Set problem: List every line of the records below that contains the string "layered". Matching is case-sensitive.

Records for this exercise:
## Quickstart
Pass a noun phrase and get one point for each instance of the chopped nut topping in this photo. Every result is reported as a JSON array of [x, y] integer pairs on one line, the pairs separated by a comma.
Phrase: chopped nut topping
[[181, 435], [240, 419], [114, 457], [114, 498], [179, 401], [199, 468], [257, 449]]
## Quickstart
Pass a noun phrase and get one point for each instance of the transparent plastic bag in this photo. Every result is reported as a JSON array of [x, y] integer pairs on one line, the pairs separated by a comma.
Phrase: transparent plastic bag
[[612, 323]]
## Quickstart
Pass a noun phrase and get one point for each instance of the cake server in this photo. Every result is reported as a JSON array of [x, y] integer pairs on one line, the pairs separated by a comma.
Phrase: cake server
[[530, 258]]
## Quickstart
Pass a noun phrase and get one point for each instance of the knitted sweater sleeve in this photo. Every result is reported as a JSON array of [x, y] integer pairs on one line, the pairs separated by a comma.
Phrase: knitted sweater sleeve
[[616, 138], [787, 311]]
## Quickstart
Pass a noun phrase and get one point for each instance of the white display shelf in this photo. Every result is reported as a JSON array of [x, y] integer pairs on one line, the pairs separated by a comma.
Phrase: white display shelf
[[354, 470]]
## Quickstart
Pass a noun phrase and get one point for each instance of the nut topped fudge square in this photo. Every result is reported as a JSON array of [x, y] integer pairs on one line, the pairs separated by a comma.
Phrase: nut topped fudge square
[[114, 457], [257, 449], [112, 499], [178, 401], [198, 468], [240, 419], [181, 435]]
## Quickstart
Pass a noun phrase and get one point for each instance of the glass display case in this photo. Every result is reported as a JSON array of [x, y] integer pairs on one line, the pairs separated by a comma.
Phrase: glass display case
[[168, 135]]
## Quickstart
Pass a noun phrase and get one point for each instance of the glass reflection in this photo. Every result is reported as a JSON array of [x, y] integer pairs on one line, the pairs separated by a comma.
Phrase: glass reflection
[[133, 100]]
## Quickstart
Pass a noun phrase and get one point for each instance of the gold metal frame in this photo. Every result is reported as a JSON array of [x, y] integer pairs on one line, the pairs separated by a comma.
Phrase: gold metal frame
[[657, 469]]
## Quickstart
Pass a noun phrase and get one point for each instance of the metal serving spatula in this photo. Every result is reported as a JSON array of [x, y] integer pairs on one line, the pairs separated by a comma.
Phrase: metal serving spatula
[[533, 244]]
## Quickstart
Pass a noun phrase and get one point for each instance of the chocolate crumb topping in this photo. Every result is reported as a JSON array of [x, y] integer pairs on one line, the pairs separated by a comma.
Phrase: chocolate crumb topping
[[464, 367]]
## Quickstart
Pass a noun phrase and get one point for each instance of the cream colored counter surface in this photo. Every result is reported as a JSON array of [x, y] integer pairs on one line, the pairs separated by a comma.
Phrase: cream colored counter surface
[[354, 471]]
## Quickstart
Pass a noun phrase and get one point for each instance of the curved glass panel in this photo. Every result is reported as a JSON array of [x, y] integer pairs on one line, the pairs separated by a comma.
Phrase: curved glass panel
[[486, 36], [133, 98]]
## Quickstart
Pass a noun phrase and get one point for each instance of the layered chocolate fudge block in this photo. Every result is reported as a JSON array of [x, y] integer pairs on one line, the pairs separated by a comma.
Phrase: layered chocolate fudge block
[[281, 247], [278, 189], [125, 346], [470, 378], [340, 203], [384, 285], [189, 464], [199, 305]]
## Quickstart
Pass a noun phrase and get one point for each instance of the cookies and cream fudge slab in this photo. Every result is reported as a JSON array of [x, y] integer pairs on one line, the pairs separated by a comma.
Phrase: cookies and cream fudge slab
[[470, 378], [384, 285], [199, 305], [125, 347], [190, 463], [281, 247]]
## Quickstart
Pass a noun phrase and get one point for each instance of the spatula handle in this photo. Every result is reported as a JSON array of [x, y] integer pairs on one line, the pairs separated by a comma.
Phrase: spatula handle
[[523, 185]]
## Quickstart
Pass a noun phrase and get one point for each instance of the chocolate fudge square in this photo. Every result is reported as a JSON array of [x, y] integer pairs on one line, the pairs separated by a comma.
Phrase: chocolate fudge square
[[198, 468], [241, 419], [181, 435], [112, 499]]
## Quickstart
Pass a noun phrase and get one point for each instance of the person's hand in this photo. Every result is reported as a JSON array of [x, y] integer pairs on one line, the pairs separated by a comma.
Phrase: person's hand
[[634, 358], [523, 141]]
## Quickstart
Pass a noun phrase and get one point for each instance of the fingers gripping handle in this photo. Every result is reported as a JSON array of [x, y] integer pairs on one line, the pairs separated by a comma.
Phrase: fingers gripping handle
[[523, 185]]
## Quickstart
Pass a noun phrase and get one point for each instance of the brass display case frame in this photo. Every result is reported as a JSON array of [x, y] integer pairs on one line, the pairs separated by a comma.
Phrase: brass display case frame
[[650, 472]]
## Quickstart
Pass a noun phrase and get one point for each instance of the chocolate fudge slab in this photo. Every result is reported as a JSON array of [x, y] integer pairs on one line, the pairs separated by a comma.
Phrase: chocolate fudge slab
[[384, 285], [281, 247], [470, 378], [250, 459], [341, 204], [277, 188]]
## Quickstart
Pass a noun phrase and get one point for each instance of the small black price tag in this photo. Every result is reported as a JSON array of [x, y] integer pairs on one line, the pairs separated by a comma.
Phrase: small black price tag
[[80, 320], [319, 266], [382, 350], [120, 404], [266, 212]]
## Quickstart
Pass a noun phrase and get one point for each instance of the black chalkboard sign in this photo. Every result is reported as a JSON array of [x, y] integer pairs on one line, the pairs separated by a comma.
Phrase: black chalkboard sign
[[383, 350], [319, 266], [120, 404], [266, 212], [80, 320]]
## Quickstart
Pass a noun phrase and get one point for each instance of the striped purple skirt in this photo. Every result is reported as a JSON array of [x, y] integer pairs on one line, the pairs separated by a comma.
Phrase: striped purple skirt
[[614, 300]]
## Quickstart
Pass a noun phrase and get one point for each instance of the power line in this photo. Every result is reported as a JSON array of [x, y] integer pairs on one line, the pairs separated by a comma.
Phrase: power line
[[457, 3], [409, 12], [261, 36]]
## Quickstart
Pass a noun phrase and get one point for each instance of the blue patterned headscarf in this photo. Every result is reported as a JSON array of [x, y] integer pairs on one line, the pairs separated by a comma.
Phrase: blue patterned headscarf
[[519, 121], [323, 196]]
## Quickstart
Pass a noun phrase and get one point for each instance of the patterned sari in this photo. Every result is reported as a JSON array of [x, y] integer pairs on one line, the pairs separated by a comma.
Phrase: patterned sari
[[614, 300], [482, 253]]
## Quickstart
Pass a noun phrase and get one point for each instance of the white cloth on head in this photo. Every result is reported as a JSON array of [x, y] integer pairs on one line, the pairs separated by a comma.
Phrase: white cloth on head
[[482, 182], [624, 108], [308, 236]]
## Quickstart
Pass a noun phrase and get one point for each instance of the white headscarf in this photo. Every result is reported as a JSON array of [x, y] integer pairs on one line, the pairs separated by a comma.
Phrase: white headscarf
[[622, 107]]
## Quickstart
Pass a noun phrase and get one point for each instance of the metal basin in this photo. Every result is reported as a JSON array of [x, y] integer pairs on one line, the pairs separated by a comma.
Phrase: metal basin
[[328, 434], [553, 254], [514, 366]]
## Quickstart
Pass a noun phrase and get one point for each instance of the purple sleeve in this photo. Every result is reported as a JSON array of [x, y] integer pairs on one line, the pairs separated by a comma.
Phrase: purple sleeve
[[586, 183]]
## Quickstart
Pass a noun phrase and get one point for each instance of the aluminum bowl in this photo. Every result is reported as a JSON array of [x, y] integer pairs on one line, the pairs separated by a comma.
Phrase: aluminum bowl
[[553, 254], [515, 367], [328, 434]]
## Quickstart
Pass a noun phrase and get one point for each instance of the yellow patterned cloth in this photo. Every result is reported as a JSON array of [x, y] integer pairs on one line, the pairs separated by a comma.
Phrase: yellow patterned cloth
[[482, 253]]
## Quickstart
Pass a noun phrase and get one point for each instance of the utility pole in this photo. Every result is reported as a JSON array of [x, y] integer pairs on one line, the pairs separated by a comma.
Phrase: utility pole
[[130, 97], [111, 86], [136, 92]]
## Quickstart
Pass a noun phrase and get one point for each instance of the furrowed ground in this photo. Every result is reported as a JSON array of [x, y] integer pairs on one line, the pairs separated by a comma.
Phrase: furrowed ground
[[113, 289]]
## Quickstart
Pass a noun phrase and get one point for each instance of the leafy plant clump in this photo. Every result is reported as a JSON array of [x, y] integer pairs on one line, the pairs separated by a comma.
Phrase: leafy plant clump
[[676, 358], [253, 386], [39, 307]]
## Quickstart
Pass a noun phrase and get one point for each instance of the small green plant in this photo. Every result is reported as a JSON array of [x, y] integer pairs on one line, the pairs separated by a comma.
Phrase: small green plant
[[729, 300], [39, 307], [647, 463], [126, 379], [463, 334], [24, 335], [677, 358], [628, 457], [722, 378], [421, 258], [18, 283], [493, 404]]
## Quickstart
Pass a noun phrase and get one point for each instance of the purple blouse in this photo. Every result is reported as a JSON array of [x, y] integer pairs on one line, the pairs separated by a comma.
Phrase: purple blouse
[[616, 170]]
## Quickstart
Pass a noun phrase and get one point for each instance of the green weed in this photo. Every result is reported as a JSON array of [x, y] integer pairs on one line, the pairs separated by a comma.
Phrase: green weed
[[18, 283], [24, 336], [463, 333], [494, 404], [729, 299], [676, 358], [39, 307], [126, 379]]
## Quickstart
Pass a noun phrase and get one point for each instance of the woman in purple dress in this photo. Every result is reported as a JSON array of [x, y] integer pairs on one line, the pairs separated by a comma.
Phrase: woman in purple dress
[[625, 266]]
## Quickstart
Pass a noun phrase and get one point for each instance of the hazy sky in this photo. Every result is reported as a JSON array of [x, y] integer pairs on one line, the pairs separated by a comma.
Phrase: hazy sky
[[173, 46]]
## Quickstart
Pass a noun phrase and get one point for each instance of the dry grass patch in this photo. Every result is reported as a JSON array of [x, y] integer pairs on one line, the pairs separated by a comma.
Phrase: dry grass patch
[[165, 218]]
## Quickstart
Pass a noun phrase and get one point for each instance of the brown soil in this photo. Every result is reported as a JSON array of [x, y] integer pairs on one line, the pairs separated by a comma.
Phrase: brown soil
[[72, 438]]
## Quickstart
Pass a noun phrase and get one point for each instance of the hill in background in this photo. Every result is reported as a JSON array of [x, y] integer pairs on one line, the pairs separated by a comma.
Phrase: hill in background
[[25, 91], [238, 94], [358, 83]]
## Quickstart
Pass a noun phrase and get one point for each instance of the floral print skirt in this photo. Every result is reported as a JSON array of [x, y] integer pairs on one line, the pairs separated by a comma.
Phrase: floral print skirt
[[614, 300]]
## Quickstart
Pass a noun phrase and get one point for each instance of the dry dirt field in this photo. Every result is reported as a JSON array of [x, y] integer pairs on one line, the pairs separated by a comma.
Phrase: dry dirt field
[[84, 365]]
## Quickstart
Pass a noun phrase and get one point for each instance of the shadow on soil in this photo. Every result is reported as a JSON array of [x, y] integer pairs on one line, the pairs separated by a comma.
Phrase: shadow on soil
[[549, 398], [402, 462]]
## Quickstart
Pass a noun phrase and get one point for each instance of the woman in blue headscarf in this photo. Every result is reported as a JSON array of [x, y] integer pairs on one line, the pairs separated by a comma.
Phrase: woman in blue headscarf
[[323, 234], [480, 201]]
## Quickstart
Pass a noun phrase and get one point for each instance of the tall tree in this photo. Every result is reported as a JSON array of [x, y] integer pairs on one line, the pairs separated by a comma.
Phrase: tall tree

Response:
Pass a noun phrase and get one point for each instance of the layered chocolate fudge block in this photo. Every result is reported as a JSON array of [x, y] integer pairs on one line, the pairs separated by a comma.
Phrase: layered chocolate fudge block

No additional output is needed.